● **What you are asked to do**
Would you return every entry below exactly as written, without its images?

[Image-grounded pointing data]
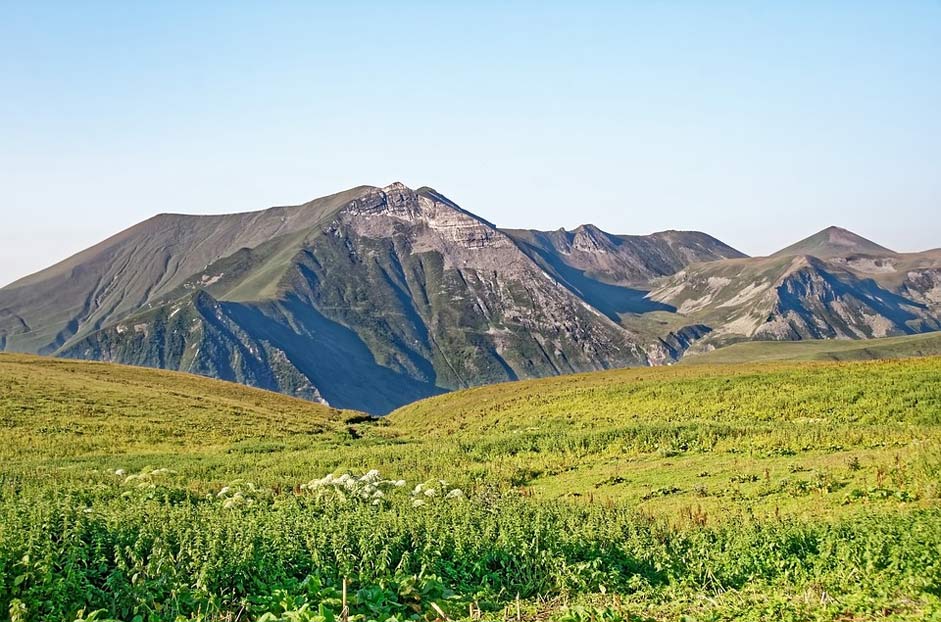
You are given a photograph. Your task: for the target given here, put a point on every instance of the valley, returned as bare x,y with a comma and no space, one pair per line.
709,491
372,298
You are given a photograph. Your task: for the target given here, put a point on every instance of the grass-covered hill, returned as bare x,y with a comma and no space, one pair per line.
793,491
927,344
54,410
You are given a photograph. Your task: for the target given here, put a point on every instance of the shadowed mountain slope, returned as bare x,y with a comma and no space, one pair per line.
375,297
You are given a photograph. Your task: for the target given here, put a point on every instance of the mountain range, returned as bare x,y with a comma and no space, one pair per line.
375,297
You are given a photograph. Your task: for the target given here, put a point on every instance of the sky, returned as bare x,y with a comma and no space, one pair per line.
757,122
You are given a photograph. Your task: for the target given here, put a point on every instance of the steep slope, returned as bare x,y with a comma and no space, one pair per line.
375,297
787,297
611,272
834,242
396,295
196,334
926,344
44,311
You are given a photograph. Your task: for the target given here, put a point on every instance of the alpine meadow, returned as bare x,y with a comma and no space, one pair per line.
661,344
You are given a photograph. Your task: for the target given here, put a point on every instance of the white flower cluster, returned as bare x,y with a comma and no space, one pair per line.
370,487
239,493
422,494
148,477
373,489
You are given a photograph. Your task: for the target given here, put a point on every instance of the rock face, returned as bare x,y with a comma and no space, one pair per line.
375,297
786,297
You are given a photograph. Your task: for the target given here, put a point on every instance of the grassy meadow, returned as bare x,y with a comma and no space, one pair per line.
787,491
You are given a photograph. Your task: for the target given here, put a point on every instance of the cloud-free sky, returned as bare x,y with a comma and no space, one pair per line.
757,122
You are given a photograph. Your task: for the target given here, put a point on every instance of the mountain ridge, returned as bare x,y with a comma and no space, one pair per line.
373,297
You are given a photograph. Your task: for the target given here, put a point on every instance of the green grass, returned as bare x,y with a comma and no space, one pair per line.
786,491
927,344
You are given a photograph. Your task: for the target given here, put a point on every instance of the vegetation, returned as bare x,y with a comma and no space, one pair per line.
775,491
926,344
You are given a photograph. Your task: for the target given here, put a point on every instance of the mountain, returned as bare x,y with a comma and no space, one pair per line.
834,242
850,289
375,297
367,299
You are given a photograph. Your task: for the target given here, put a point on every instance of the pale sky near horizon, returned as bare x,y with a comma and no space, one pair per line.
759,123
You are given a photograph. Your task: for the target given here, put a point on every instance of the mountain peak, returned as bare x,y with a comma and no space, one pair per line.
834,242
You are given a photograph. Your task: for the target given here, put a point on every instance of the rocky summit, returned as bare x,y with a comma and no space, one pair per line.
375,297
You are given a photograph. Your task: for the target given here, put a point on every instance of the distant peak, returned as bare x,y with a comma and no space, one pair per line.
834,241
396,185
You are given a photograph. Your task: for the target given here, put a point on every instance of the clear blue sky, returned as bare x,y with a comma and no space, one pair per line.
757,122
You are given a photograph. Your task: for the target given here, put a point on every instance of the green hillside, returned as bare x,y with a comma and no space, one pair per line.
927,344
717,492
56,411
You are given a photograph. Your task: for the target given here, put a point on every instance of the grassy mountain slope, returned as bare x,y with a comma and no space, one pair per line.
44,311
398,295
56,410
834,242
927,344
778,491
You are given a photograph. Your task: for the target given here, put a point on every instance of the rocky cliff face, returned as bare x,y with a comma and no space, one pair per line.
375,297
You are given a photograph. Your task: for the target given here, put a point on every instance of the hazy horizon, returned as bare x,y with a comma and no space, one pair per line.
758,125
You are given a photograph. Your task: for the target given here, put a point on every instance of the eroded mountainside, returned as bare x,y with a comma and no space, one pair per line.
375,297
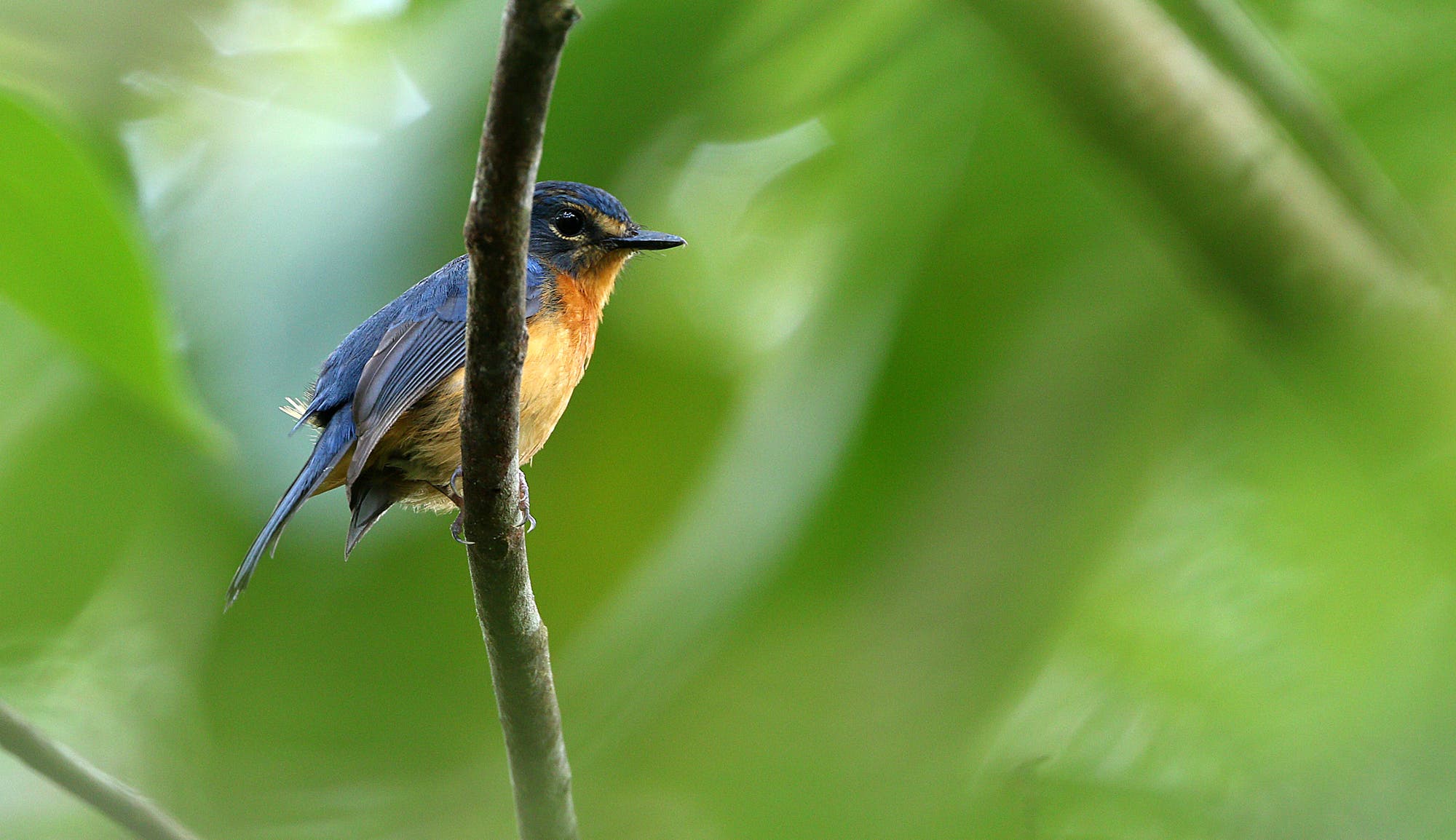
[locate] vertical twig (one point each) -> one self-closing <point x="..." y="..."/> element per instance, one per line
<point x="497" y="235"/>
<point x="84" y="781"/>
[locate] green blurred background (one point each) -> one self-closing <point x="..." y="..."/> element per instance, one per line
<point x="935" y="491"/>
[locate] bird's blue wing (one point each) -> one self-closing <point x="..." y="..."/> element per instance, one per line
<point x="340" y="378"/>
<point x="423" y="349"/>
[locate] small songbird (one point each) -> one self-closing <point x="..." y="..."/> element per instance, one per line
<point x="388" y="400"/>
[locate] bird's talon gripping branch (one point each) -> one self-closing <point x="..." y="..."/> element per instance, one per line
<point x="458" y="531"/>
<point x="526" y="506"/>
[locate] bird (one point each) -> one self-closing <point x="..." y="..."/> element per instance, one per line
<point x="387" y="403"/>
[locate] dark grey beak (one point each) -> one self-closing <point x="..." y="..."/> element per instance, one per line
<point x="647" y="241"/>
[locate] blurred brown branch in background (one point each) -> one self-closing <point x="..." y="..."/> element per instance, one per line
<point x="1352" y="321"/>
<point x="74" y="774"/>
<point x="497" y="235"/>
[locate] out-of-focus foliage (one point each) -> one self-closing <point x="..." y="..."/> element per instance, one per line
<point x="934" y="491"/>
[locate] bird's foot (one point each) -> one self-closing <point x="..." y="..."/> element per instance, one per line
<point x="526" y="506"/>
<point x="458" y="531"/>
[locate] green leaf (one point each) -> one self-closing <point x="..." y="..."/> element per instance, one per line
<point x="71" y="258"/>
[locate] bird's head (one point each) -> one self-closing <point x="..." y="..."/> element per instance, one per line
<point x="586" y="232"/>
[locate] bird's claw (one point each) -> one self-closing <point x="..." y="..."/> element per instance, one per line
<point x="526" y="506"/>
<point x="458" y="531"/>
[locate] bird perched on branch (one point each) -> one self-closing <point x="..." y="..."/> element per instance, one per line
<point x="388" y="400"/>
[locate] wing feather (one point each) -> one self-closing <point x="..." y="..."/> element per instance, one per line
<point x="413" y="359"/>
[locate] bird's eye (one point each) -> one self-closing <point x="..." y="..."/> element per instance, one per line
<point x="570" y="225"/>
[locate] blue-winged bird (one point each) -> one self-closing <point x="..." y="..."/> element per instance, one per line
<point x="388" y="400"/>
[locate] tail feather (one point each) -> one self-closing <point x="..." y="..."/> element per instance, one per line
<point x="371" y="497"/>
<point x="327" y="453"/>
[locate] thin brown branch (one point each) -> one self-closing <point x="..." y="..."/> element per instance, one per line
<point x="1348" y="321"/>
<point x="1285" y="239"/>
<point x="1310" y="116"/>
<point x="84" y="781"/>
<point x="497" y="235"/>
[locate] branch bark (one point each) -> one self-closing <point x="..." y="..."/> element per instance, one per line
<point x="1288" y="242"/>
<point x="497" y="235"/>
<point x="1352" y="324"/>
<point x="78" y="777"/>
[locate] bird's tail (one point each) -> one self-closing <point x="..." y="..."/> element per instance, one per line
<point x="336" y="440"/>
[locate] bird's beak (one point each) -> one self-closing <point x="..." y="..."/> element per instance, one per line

● **Solution to the problem**
You are given a photograph. Your task: for the target given here, put a point on every instance of the valley, returned as bare x,y with a comma and no space, one pair per line.
709,491
372,298
You are given a photograph. Your task: for the target given here, put a point on every instance of the grass-covered hill, returned as bare x,y with a comma and no space, one pair per line.
793,491
927,344
54,410
You are given a photograph. Your task: for the target given here, put a point on every instance of the shadowed mountain slope, returned as bare x,y with a comma and no space, one pair per line.
375,297
You are given a photograph. Your task: for the target given here, put a point on every instance of the mountain range, returned as bare x,y with a comma and no space, one pair per line.
375,297
You are given a photograph. Your task: for the target given here, put a point on every instance of the sky, returned as bare x,y with a comma and no space, one pair per line.
757,122
You are given a photograph. Your task: for the target given here, put a point on every instance of the steep slope, returned as bare x,y with a comma and no space, one pair per line.
375,297
787,297
611,272
834,242
396,295
196,334
926,344
44,311
You are given a photograph. Your task: for the target given here, put a point on every instance of the alpine meadow, returned as bare x,y with a comma and no space, one pair per line.
661,344
You are given a photograph. Your task: for the target given here, put a point on every instance of the white flower cluster, returned as bare x,y with a comma and no space, one pair per line.
370,487
239,493
422,494
148,477
373,489
You are given a photograph. Your task: for the target given here, put a point on every instance of the rock face, returned as bare x,y with a comma and no space, one pair per line.
375,297
786,297
You are given a photograph. Your task: for the target given here, put a point on every instance of the grassy meadow, returned as bare x,y with a comma and no space, one pair per line.
787,491
You are given a photograph. Your task: for the target given here, put a point on every instance of the cloud-free sky, returned as bare x,y with a comma and no space, one pair per line.
757,122
You are given a photograph. Your task: for the target given here, put a point on every instance of the mountain ridge, returned as bare x,y with a comma and no space, one pair per line.
373,297
You are given a photograph. Your task: for the target given here, put a point on every instance of the green grass, returned as bare x,y with a comma and no space, one pair per line.
786,491
927,344
You are given a photograph. Your task: for the target given here, put a point on every instance of the vegetation, returned as bare x,y with a comma and no space, one pair per line.
775,491
926,344
You are given a photograph. Your task: for the target given here, put a point on every instance of the mountain, returned as bare x,y with a comma and no space, one pair per line.
834,242
850,289
375,297
367,299
You are given a photograph. Your task: for the target given here, put a point on every instance of the pale sky near horizon, returned as bare x,y with a comma and no space, one pair per line.
759,123
You are given a photograph. Your task: for the target given here, put a point on every instance of the mountain peak, returned as bare x,y with a comma and no space, one pair per line.
834,242
You are given a photograph. Your task: for the target given here, put a point on every instance of the rocky summit, returned as bare x,y with a comma and no space, one pair per line.
375,297
You are given a photograph. Your task: for the target given here, put a point on every instance of the distant peak, returned as bare x,y with a comma and no space, one pair per line.
834,241
396,185
You are given a photograph. Your task: for the target given here, put a point on every instance of the clear blue sky, returned as bare x,y with a comma and no space, one pair per line.
757,122
You are given a photograph. Your task: for the target given here, put a point on every instance of the green hillside, returned as bare x,y with a comma and no space, one pair per line.
927,344
717,492
56,411
You are given a photograph. Your task: for the target given here, put a point on every instance of the grassy mountain slope, returned as bare x,y with a comma and no space, one pair per line.
44,311
398,295
56,410
834,242
927,344
778,491
You are given a photograph. Your task: for the target given here, put a point on every instance of the rocky cliff face, returned as bare x,y with a comma and no space, one pair per line.
375,297
You are given a photograph. Your task: for the target given here, put a point on every instance of the hazy horizon, returned as bare x,y with a comma and no space, one pair per line.
758,125
You are given a photograph. Your task: for the target given here, put a point on every instance of the eroded mountainside, returned as bare x,y with a comma and no space, one pair per line.
375,297
[locate] vertical twig (one point each) -> one self-closing <point x="..." y="..."/> element per instance, one per line
<point x="497" y="235"/>
<point x="84" y="781"/>
[locate] green blurred background (one point each) -> one self-closing <point x="..." y="..."/> element per instance, one per line
<point x="935" y="491"/>
[locate] bird's blue wing (one point each) -> one self-closing <point x="..." y="..."/> element per instance, one per line
<point x="340" y="378"/>
<point x="423" y="349"/>
[locate] small songbird (one point each) -> one self-closing <point x="..." y="..."/> element per instance, one per line
<point x="388" y="400"/>
[locate] bird's talon gripping branch (one point each) -> one self-closing <point x="..." y="..."/> element per instance, one per line
<point x="458" y="531"/>
<point x="526" y="506"/>
[locate] bird (one point each) -> one self-closing <point x="..." y="..."/> element per instance, one per line
<point x="387" y="403"/>
[locate] dark grey beak (one point each) -> one self-closing <point x="..." y="..."/> element per instance, one per line
<point x="647" y="241"/>
[locate] blurred brown branch in background (one point each) -> one self-closing <point x="..." y="..."/> element per instance, one per line
<point x="1352" y="321"/>
<point x="74" y="774"/>
<point x="497" y="235"/>
[locate] out-of-focus foliage (one point each) -> one self-closing <point x="..." y="..."/> element per instance, one per line
<point x="934" y="491"/>
[locate] bird's foot (one point each) -> one self-closing <point x="..." y="..."/> element per instance, one per line
<point x="526" y="506"/>
<point x="458" y="531"/>
[locate] green leaf (one point each) -> one self-closing <point x="..." y="..."/> element per instance, one per line
<point x="71" y="258"/>
[locate] bird's head (one point each) -> one self-closing <point x="..." y="..."/> element per instance, one per line
<point x="586" y="232"/>
[locate] bird's claw (one point each) -> one self-closing <point x="..." y="..."/> element per instance, one per line
<point x="526" y="506"/>
<point x="458" y="531"/>
[locate] bird perched on branch (one point each) -> one self-closing <point x="..." y="..."/> element per instance, one per line
<point x="388" y="400"/>
[locate] wing feather (one point each) -> one self-closing <point x="..." y="..."/> element per instance, one per line
<point x="413" y="359"/>
[locate] bird's eye (one point each) -> one self-closing <point x="..." y="..."/> element per instance, one per line
<point x="570" y="225"/>
[locate] blue-winged bird (one point each) -> one self-closing <point x="..." y="..."/> element per instance, one per line
<point x="388" y="400"/>
[locate] tail feather (one point each) -> one self-closing <point x="..." y="..."/> element per instance, one per line
<point x="371" y="497"/>
<point x="327" y="453"/>
[locate] thin brown branch (one point each) -> one self-closing <point x="..." y="..."/> element per instance, one per line
<point x="1348" y="321"/>
<point x="1285" y="239"/>
<point x="1310" y="116"/>
<point x="84" y="781"/>
<point x="497" y="235"/>
[locate] branch bark (one point each) -> one self-closing <point x="..." y="..."/> element per instance, one per line
<point x="1288" y="242"/>
<point x="497" y="235"/>
<point x="1352" y="324"/>
<point x="78" y="777"/>
[locate] bird's tail (one point each) -> one self-closing <point x="..." y="..."/> element per instance, one per line
<point x="336" y="440"/>
[locate] bird's beak (one point each) -> one self-closing <point x="..." y="..."/> element per instance, one per line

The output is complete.